[Data listing]
— begin —

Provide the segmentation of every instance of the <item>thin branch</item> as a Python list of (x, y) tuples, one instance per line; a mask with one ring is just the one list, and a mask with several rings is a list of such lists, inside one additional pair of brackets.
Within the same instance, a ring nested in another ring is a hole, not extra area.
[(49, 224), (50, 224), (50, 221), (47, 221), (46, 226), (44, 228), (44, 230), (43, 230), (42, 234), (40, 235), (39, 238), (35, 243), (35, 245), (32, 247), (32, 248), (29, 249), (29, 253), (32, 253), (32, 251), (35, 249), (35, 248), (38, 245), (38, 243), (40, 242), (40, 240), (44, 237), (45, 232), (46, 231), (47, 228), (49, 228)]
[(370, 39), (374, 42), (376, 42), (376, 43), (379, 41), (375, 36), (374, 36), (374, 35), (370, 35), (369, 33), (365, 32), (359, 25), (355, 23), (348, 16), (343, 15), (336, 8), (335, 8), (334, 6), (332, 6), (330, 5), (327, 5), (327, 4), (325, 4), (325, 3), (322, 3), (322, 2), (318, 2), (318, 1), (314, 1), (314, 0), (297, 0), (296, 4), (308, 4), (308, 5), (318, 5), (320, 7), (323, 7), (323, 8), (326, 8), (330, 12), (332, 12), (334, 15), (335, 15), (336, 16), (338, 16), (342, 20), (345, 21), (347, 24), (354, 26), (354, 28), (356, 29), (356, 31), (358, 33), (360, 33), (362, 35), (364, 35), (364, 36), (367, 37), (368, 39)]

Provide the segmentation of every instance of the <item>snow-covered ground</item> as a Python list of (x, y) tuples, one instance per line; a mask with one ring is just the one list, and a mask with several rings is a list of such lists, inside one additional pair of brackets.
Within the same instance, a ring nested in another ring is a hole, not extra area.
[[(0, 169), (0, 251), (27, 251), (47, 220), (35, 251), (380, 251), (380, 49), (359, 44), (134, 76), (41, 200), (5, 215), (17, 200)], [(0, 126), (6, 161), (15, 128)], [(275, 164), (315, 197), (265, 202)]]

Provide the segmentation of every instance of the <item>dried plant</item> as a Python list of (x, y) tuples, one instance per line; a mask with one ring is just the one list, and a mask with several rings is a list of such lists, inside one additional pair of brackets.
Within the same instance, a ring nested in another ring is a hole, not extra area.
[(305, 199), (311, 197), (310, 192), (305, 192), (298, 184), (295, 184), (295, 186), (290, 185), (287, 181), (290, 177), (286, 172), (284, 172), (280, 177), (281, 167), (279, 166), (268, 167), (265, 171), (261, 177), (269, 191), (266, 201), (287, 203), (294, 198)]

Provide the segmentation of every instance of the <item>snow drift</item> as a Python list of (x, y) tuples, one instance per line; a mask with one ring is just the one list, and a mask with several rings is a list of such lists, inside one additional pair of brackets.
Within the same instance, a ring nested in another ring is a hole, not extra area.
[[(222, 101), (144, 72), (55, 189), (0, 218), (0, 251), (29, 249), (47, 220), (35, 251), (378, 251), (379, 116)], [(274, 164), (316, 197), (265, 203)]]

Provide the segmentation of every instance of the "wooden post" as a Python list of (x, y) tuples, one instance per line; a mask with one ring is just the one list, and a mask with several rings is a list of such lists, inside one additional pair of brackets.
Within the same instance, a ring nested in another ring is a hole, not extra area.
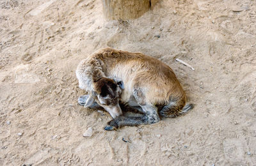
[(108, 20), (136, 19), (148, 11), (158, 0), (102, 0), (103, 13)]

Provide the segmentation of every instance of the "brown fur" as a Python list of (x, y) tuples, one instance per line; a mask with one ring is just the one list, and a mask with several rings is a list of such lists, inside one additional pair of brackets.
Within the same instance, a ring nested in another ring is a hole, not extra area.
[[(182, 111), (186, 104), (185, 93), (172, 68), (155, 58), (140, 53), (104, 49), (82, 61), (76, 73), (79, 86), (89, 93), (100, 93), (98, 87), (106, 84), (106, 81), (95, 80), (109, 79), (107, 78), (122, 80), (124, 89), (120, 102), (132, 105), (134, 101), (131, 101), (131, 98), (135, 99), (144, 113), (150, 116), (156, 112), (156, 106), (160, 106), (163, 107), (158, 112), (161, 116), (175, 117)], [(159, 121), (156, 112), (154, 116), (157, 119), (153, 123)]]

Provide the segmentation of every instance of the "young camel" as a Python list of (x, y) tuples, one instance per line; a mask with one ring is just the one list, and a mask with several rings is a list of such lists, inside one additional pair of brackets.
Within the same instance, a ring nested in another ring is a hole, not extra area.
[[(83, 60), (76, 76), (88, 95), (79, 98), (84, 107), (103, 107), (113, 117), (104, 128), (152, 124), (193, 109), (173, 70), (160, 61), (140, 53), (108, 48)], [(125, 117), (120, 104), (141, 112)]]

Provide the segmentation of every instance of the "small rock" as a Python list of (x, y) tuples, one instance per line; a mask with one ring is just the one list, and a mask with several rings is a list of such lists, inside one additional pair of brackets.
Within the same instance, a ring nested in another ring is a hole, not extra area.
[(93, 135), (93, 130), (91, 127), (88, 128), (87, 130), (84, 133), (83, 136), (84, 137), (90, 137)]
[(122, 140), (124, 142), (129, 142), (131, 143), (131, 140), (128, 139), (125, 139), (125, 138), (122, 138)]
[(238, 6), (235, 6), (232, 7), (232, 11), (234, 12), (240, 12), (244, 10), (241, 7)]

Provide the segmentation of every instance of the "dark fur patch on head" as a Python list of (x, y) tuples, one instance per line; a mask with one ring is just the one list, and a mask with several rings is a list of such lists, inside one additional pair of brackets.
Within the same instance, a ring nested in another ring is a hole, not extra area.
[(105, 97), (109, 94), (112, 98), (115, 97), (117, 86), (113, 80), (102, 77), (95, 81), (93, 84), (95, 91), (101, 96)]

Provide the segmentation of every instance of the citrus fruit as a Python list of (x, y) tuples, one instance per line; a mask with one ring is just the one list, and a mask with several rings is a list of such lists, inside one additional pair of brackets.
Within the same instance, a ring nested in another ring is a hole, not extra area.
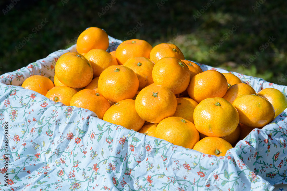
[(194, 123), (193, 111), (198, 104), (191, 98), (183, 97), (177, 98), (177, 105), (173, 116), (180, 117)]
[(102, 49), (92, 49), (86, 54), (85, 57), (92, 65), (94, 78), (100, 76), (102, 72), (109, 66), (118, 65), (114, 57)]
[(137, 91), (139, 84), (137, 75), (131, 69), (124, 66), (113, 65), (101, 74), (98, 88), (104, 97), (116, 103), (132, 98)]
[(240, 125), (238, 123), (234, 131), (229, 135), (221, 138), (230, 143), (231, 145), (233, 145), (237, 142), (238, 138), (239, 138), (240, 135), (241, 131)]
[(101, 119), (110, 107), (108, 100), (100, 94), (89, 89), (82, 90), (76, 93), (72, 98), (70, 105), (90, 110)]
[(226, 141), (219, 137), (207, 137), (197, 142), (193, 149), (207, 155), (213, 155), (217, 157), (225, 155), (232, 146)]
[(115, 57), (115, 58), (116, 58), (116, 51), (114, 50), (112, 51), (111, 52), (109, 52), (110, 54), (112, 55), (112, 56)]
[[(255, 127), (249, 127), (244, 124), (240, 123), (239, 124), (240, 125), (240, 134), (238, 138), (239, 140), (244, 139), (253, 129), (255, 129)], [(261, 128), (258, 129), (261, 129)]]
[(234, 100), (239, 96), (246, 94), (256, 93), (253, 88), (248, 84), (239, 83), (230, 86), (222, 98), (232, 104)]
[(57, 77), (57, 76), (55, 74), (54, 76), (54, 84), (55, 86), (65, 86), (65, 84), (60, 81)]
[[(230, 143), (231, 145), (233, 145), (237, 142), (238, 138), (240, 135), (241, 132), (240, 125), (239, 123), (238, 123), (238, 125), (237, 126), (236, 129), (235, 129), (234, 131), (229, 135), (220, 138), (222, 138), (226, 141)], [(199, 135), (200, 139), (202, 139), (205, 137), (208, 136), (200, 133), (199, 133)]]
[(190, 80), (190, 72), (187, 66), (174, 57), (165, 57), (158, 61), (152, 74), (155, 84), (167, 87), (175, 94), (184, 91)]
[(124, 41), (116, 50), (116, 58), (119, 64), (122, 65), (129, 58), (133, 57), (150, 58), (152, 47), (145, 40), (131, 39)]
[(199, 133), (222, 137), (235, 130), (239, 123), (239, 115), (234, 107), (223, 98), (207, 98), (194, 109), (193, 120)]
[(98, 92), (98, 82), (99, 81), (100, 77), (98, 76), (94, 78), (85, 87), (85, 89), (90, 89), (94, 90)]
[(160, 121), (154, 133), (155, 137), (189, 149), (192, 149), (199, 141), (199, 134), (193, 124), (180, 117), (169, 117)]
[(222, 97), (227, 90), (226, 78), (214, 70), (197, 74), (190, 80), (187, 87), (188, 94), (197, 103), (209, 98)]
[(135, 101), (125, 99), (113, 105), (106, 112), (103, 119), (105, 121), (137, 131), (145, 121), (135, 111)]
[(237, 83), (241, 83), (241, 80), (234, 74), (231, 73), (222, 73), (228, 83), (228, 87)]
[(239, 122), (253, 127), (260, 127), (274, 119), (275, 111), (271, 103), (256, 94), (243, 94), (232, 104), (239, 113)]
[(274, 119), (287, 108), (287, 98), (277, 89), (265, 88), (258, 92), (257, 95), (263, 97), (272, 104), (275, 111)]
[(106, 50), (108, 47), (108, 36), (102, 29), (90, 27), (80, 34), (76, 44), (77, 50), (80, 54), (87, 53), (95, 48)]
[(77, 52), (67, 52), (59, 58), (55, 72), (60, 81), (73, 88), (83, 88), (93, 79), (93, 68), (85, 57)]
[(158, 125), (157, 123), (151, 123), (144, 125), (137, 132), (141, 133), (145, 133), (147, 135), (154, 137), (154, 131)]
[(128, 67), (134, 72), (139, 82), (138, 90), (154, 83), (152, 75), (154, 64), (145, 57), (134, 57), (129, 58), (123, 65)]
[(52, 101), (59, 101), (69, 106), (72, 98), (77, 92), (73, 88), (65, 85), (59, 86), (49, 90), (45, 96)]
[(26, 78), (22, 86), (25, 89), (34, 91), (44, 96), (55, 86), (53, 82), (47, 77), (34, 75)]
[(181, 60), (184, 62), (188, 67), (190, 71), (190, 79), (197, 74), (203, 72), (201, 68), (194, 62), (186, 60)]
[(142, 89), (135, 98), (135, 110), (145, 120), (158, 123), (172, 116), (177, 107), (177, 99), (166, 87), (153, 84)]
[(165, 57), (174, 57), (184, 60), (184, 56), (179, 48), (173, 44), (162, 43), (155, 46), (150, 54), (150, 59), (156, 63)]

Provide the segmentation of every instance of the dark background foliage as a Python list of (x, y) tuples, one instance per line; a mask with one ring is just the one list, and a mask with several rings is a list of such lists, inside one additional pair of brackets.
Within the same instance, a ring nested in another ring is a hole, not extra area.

— end —

◆ **Requirement**
Convert the lines from the start of the data listing down to and including the line containing "37), (368, 39)]" into a JSON list of strings, with one string per line and blank lines left out.

◆ **Correct response**
[
  "Provide the segmentation of every instance of the <item>thin branch</item> as a Python list of (x, y) tuples, one instance per line; a mask with one ring is just the one list, and a mask with several rings is a list of such lists, inside one additional pair of brackets.",
  "Within the same instance, a ring nested in another ring is a hole, not extra area.",
  "[(49, 224), (50, 224), (50, 221), (47, 221), (46, 226), (44, 228), (44, 230), (43, 230), (42, 234), (40, 235), (39, 238), (35, 243), (35, 245), (32, 247), (32, 248), (29, 249), (29, 253), (32, 253), (32, 251), (35, 249), (35, 248), (38, 245), (38, 243), (40, 242), (40, 240), (44, 237), (45, 232), (46, 231), (47, 228), (49, 228)]",
  "[(370, 39), (374, 42), (376, 42), (376, 43), (379, 41), (375, 36), (374, 36), (374, 35), (370, 35), (369, 33), (365, 32), (359, 25), (355, 23), (348, 16), (343, 15), (336, 8), (335, 8), (334, 6), (332, 6), (330, 5), (327, 5), (327, 4), (325, 4), (325, 3), (322, 3), (322, 2), (318, 2), (318, 1), (314, 1), (314, 0), (297, 0), (296, 4), (308, 4), (308, 5), (318, 5), (320, 7), (323, 7), (323, 8), (326, 8), (330, 12), (332, 12), (334, 15), (335, 15), (336, 16), (338, 16), (342, 20), (345, 21), (347, 24), (354, 26), (354, 28), (356, 29), (356, 31), (358, 33), (360, 33), (362, 35), (364, 35), (364, 36), (367, 37), (368, 39)]"
]